* _Directions for this task_
Reproduce the part of the lines that opens with the line containing "boxsearch black speaker --return coords" and closes with the line containing "[614,119,1344,486]", both included. Keep the requests unchanged, and scale every bounding-box coordinate in the answers by 2.15, rounding to whole numbers with halves rounded up.

* _Stored records_
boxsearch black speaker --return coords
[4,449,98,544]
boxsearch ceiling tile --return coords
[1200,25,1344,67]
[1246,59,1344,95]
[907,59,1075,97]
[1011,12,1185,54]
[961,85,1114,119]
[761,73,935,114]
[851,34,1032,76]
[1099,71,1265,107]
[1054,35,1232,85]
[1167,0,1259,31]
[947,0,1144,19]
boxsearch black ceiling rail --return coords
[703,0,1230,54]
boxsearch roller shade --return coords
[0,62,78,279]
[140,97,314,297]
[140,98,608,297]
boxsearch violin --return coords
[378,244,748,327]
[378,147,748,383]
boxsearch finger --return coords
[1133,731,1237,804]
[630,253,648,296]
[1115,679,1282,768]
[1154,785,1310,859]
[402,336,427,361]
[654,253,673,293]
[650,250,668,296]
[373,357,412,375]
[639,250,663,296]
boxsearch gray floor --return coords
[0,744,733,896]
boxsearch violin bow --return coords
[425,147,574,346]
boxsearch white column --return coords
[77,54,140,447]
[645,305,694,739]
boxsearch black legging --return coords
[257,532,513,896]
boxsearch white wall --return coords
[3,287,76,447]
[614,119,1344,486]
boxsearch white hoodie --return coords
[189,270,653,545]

* * *

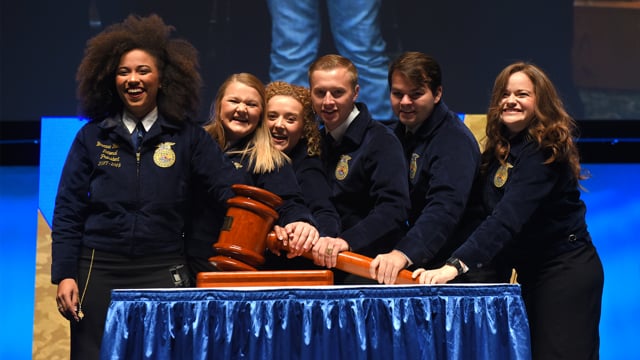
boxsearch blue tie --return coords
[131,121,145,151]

--

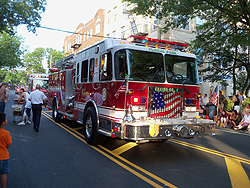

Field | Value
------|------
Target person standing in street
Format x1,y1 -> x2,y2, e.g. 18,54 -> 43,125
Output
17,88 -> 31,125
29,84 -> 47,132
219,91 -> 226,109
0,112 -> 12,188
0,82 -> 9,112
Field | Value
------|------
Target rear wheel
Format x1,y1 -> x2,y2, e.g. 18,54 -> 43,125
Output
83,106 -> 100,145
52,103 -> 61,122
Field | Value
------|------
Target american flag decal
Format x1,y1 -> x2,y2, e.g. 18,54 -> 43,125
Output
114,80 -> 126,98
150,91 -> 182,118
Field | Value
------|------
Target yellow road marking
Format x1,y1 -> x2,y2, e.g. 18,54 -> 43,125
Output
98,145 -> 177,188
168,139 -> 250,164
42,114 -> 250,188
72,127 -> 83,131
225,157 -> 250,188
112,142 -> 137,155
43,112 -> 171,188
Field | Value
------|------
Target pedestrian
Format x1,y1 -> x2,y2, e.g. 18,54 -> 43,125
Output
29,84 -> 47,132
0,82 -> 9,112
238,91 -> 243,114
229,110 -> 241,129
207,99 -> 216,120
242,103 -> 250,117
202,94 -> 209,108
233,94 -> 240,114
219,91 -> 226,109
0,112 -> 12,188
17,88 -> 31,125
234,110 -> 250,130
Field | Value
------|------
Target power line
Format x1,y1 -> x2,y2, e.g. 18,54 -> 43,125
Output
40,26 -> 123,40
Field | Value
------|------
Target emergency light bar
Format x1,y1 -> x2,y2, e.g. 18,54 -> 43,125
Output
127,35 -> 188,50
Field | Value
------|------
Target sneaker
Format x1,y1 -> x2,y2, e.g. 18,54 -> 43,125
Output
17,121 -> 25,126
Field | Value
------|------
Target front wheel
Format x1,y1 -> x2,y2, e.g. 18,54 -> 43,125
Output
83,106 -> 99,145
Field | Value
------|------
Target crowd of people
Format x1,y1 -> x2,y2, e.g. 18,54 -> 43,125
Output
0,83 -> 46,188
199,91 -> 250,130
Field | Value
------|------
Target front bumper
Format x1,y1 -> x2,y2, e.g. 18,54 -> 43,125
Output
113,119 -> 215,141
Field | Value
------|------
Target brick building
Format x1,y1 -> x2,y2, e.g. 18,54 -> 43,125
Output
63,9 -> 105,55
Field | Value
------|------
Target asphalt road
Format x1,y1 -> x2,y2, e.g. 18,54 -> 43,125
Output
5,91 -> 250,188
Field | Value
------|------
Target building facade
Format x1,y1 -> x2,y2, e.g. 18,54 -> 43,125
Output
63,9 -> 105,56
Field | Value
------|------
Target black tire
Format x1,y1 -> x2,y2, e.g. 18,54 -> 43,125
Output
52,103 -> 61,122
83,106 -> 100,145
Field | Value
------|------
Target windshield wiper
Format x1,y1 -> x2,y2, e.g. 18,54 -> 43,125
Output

* _Response to the exercise_
boxsearch black speaker --return coords
[9,965,211,1170]
boxsearch ceiling tile --return coords
[2580,54,2890,144]
[2679,127,2890,204]
[1950,127,2311,209]
[2174,26,2548,116]
[2066,183,2395,256]
[1636,157,2010,245]
[1830,73,2219,163]
[2363,153,2720,230]
[2266,75,2649,183]
[2509,0,2707,67]
[2036,0,2460,41]
boxsearch black ceiling rail --return coords
[1511,0,2645,116]
boxsearch roller shade --return coords
[0,133,168,600]
[301,209,675,639]
[301,211,1307,639]
boxsearch violin --return coords
[813,525,1608,703]
[813,316,1608,823]
boxsearch finger --return coords
[2436,1572,2660,1729]
[1355,544,1393,636]
[2397,1460,2756,1651]
[2481,1688,2817,1847]
[864,722,918,776]
[1406,544,1447,630]
[1398,538,1436,636]
[802,768,886,806]
[1374,538,1425,636]
boxsearch gray floor --return coords
[0,1600,1576,1926]
boxsearch violin bow --return coords
[914,316,1234,744]
boxsearch white column --return coords
[166,116,301,961]
[1387,656,1492,1589]
boxsearch black legging --return coords
[553,1144,1103,1926]
boxsearch white wall --return coords
[6,617,163,961]
[1320,256,2890,1045]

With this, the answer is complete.